Exercise A:
In the hit-and-run article, within how many hours of an arrest would police have to present all the evidence before the court?
Exercise B:
Pick up the article on deadly hit-and-run arrests from its last line and continue it.

Why Arrests in Deadly Hit-and-Runs May Take Time

The family of a 15-year-old skateboard is still eager for an arrest to be made in his case

For families of victims killed in hit-and-run crashes, knowing a suspect is still on the streets is a source of constant pain. However, San Diego police say throwing a suspect in jail too fast could ultimately compromise their case.

Such is the situation for the family of 15-year-old Jonathan Cortez, who was hit and killed while skateboarding on Oct. 9 -- just two days before his 16th birthday.

Furious friends took to the streets chanting “We want justice,” calling for an arrest after San Diego police impounded a Dodge Caravan suspected of being used in the hit-and-run. Officers seized the vehicle three days after Cortez’s death.

Though a man called to turn himself in, police did not make an arrest. The detective on the case told NBC 7, “The crime lab is backlogged with other cases and if they made an arrest last night, they would have to put together all the evidence and present it before the court within 72 hours of the arrest."

San Diego Police Department (SDPD) spokesman Lt. Scott Wahl said one of the most difficult parts of hit-and-run investigations is putting the driver behind the wheel of the car at the time of the incident.

That is one reason why investigators can't rush to a judgment or arrests.

“Any criminal arrest, you're on the clock to present your evidence in court, so rushing that arrest when you don’t have all the evidence to move forward in court, it could certainly jeopardize your case,” Wahl explained.

A month after her son's death, that's little consolation to Cortez’s mom, Veronica.

“It’s very frustrating. I haven't heard from the detectives at all. Last time I heard from them was three weeks ago,” she said.

(Data entries)
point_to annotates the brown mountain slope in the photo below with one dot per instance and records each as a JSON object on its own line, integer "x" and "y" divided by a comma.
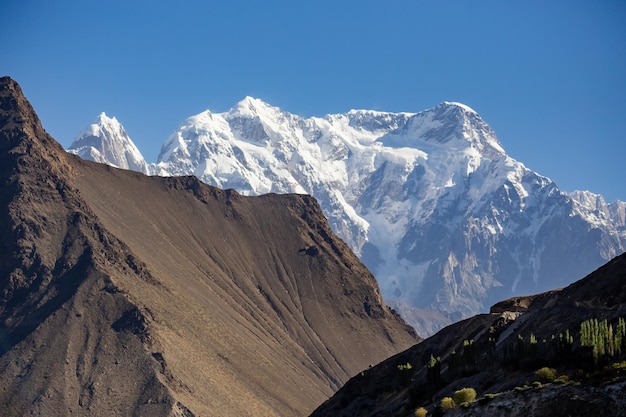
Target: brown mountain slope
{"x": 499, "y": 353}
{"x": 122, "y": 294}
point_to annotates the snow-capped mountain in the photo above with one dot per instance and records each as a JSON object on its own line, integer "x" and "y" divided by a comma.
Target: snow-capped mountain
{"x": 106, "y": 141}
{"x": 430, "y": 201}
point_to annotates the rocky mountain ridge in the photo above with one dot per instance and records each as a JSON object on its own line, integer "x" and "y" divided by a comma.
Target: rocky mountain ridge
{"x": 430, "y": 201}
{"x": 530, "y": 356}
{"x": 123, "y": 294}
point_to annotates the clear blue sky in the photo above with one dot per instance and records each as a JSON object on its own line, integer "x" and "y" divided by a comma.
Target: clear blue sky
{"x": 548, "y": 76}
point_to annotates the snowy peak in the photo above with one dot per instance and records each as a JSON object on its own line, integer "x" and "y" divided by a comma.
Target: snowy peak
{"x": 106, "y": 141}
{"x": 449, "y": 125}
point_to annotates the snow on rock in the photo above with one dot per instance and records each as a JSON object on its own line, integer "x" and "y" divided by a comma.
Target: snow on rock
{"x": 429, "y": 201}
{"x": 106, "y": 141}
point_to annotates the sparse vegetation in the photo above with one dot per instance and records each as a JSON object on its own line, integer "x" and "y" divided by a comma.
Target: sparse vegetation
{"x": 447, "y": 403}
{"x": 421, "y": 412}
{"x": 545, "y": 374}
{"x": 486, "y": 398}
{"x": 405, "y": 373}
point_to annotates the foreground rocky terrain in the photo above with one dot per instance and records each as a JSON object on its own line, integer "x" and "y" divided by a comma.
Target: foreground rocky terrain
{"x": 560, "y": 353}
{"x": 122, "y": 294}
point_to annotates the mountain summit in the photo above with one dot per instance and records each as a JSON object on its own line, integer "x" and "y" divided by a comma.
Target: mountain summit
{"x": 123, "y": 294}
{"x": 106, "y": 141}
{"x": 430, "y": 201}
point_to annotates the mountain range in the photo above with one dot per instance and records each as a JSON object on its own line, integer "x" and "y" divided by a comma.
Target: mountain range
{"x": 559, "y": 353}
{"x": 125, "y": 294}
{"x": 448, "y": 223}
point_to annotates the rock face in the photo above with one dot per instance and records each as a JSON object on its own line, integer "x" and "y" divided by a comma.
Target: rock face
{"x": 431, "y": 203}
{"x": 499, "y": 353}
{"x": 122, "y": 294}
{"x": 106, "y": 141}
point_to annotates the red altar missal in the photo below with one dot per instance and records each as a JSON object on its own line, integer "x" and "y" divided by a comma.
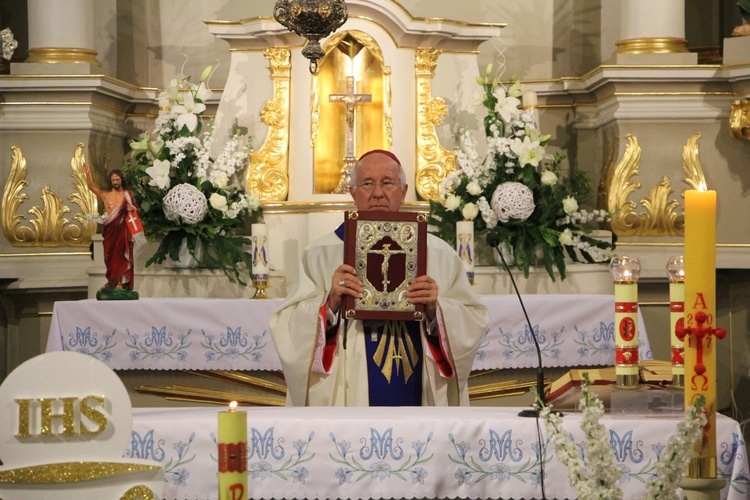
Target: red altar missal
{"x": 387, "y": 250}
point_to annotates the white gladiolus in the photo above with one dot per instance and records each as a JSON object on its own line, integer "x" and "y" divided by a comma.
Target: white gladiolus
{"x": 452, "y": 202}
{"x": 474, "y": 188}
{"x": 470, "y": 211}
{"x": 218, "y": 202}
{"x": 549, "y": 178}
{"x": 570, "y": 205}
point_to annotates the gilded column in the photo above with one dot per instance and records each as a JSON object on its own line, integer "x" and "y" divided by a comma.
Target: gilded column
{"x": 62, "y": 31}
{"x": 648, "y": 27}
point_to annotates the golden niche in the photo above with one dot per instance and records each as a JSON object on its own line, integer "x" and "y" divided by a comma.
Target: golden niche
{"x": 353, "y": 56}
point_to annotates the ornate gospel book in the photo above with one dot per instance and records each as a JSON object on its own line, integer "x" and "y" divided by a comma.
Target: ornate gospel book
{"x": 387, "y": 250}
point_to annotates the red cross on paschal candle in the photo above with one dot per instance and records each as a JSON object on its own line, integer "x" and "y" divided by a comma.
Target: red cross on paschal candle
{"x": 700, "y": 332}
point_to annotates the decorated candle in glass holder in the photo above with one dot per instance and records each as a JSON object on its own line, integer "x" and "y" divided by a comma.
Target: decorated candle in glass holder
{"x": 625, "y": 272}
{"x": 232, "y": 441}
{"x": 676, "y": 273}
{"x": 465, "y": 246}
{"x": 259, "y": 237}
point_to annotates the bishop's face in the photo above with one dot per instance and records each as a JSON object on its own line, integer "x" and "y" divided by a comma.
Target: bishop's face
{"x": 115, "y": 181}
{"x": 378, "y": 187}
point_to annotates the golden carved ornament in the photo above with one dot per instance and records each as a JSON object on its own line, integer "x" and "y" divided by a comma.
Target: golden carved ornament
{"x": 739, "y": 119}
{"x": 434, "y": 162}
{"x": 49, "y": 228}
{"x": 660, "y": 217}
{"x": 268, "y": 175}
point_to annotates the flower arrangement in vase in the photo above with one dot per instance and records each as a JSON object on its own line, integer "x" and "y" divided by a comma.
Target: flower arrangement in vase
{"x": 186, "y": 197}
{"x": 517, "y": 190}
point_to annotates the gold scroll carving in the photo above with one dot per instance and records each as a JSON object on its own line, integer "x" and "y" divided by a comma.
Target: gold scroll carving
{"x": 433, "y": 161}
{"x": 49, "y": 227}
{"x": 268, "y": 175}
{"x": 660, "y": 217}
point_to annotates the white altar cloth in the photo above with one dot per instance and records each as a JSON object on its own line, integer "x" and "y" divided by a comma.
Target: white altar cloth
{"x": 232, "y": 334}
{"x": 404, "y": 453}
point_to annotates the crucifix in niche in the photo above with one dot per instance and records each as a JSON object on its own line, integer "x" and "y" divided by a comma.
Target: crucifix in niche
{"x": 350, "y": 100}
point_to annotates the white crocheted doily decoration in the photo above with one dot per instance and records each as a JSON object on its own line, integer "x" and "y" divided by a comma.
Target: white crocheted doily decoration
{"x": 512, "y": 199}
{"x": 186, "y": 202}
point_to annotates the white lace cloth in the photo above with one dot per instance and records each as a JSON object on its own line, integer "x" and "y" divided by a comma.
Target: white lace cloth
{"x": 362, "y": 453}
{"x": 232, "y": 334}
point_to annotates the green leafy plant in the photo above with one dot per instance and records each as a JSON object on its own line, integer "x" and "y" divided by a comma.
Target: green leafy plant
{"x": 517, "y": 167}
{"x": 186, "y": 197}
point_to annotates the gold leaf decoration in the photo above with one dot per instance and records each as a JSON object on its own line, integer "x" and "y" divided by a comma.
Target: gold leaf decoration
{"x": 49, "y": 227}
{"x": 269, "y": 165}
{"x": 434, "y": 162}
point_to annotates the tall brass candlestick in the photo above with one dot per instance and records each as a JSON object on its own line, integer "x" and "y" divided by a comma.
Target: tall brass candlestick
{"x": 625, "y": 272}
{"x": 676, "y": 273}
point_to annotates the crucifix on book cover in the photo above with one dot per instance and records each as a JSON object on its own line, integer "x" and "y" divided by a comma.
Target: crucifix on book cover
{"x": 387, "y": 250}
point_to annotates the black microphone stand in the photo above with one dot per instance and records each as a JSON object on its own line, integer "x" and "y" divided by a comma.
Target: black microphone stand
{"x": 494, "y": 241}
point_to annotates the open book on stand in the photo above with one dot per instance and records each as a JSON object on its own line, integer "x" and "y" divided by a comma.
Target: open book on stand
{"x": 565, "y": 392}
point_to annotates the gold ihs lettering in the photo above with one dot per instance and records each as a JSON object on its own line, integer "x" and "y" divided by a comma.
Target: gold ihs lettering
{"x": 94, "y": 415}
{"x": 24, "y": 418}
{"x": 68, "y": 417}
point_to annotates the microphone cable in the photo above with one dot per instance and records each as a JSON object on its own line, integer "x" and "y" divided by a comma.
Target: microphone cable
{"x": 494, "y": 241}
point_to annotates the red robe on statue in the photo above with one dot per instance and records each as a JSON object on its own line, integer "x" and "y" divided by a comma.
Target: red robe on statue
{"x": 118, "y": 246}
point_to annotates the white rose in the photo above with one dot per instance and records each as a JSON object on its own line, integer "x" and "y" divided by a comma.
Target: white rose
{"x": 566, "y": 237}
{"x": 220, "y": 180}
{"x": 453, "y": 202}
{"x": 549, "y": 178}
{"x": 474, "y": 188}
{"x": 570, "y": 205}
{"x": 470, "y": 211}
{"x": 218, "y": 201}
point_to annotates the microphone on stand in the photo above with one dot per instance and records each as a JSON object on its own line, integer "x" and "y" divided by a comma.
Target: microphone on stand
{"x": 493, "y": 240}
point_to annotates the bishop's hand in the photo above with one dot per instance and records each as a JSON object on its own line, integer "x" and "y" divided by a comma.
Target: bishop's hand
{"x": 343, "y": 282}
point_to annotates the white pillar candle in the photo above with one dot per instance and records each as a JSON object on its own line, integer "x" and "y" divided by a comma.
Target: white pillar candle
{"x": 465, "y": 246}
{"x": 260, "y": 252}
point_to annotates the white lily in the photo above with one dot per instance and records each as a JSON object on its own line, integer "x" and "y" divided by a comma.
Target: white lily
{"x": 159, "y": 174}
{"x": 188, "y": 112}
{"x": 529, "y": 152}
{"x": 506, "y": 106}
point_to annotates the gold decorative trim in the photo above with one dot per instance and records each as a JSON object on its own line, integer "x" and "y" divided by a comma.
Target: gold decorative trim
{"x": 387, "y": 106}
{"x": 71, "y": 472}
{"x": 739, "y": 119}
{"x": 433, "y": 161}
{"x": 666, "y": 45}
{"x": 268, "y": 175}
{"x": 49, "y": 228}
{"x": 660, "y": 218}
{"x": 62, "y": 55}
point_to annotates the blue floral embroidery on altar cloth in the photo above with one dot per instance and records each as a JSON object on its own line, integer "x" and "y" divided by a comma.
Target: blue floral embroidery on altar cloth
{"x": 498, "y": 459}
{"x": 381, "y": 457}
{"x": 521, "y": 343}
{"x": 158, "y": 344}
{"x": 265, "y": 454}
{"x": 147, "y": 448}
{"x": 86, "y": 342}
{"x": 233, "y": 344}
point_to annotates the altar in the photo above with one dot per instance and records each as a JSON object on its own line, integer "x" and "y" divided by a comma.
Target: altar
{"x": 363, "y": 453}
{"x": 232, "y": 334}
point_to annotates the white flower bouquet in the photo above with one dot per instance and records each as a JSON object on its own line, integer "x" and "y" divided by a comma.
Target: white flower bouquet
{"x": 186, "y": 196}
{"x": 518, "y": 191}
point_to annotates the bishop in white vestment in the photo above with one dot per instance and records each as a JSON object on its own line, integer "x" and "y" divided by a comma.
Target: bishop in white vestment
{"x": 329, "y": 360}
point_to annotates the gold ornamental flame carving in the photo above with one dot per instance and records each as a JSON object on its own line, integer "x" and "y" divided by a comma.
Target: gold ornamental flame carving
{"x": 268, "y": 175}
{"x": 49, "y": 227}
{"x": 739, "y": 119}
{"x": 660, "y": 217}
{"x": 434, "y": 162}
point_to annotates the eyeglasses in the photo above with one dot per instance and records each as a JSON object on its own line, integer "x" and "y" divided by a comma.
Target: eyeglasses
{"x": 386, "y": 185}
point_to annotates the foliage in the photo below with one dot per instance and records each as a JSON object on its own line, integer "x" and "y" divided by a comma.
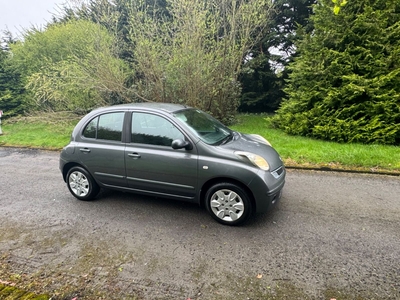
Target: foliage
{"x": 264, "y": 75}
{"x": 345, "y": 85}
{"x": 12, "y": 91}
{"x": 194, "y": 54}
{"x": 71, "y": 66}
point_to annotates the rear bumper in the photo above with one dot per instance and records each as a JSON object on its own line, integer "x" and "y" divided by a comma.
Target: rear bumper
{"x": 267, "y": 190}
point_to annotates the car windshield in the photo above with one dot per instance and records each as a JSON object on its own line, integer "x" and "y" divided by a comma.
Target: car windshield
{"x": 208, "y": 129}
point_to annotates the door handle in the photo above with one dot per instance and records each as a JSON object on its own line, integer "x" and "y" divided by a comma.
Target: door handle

Exercise response A:
Within 72 hours of the arrest.

Exercise response B:
According to Wahl, investigators understand and empathize with the family’s pain. “That's what motivates us,” he said.

Wahl walked NBC 7 through part of the traffic investigation process, showing the DNA kits traffic detectives use to swab suspects and vehicles.

The kits are then logged into evidence at the police department's 6th-floor crime lab downtown. There, lab techs also have to process kits from homicide, robbery and other police units.

“It’s all done on a priority basis depending on the crime," explained Wahl. He said felony crimes take precedence over misdemeanors, and sometimes the line for kits to be processed can be fast or get bottlenecked.

According to Wahl, it can be as random as a checkout line at a grocery store.

Cases affecting families who've lost loved ones are anxious for justice.

"It's due process which I don’t understand how that works. I figure if someone turns themselves in I figure they'd get arrested. I don’t understand that part. This is frustrating," Veronica said.

Police said they need the public’s help in Cortez’s case. They’re still looking for one or two other cars that may have been involved in the deadly hit-and-run.